TEXT:

This week, I chatted with a woman who knew my story and wanted to share hers. She found a benign lump in her breast and although her mum had breast cancer and the BRCA gene, she didn’t know if she wanted to get tested for it. We spoke about our shared experiences of biopsies and mammograms, we discussed the pros and cons of being tested and, if the test result is positive, what to do next.

So forget the slacktivism and spread information instead.

 

 

 

Finding the lump

“Feel this,” I said, taking The Boy’s hand and putting it on my right breast.

He didn’t even have time to finish his smile before it turned into a frown and I knew I wasn’t imagining it.

It was hard, round, pea-sized and definitely there.

We were lying on the floor, watching TV and my right arm was stretched above my head. Over the next few weeks and countless doctors appointments later, I learnt that it’s the ideal position to examine breasts, the action stretches out the tissue so that it flattens out and gives you more surface area to prod.

I don’t know why my arm was in that position that night.

EXERCISE 1: In the breast lump text, what was the writer doing when the lump was found?
EXERCISE 2: Write out the part of the breast lump text that begins with "This week, I" and ends with "to do next.", putting "ultrasounds" in place of "biopsies".
EXERCISE 3: Do these statements agree with the breast lump text? Answer yes or no for each and quote the words that decide it. (a) The woman's mum had breast cancer. (b) The lump was in the writer's left breast. (c) The writer knows why their arm was stretched above their head that night.

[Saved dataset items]

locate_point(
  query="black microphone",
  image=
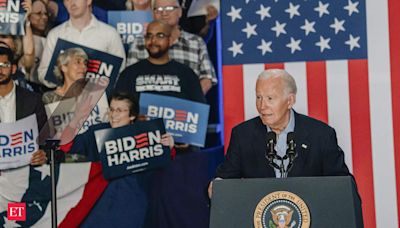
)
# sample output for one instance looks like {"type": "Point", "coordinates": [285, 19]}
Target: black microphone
{"type": "Point", "coordinates": [291, 150]}
{"type": "Point", "coordinates": [271, 142]}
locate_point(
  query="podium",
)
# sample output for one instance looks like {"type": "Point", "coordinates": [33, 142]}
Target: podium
{"type": "Point", "coordinates": [331, 202]}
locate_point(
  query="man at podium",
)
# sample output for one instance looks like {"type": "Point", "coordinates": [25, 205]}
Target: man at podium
{"type": "Point", "coordinates": [281, 142]}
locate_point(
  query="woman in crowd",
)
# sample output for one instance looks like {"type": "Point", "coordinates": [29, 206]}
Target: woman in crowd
{"type": "Point", "coordinates": [123, 110]}
{"type": "Point", "coordinates": [70, 68]}
{"type": "Point", "coordinates": [142, 5]}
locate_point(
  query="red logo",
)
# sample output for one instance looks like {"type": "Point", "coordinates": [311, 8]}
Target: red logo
{"type": "Point", "coordinates": [16, 211]}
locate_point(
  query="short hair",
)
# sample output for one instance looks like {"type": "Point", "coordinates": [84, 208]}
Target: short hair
{"type": "Point", "coordinates": [131, 100]}
{"type": "Point", "coordinates": [63, 59]}
{"type": "Point", "coordinates": [16, 48]}
{"type": "Point", "coordinates": [165, 25]}
{"type": "Point", "coordinates": [5, 50]}
{"type": "Point", "coordinates": [289, 82]}
{"type": "Point", "coordinates": [153, 3]}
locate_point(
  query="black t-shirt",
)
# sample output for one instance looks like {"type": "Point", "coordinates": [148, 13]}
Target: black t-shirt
{"type": "Point", "coordinates": [170, 79]}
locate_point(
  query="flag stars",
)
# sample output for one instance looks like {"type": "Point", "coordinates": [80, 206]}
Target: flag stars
{"type": "Point", "coordinates": [294, 45]}
{"type": "Point", "coordinates": [236, 48]}
{"type": "Point", "coordinates": [44, 171]}
{"type": "Point", "coordinates": [353, 42]}
{"type": "Point", "coordinates": [351, 7]}
{"type": "Point", "coordinates": [279, 28]}
{"type": "Point", "coordinates": [338, 25]}
{"type": "Point", "coordinates": [234, 14]}
{"type": "Point", "coordinates": [265, 47]}
{"type": "Point", "coordinates": [264, 12]}
{"type": "Point", "coordinates": [250, 30]}
{"type": "Point", "coordinates": [322, 9]}
{"type": "Point", "coordinates": [308, 26]}
{"type": "Point", "coordinates": [293, 10]}
{"type": "Point", "coordinates": [323, 43]}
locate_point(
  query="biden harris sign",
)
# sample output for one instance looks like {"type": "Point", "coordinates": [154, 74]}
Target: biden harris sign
{"type": "Point", "coordinates": [18, 142]}
{"type": "Point", "coordinates": [185, 120]}
{"type": "Point", "coordinates": [133, 148]}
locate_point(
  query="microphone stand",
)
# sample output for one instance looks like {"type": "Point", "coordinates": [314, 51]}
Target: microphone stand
{"type": "Point", "coordinates": [50, 147]}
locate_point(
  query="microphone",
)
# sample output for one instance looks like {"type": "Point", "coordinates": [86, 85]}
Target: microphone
{"type": "Point", "coordinates": [291, 150]}
{"type": "Point", "coordinates": [271, 152]}
{"type": "Point", "coordinates": [271, 142]}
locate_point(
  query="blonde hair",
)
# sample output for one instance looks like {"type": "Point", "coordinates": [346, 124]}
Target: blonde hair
{"type": "Point", "coordinates": [63, 59]}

RESPONSE BOX 1: The writer was lying on the floor watching TV with the right arm stretched above the head.

RESPONSE BOX 2:
This week, I chatted with a woman who knew my story and wanted to share hers. She found a benign lump in her breast and although her mum had breast cancer and the BRCA gene, she didn’t know if she wanted to get tested for it. We spoke about our shared experiences of ultrasounds and mammograms, we discussed the pros and cons of being tested and, if the test result is positive, what to do next.

RESPONSE BOX 3:
(a) Yes: "her mum had breast cancer and the BRCA gene"
(b) No: "putting it on my right breast"
(c) No: "I don’t know why my arm was in that position that night."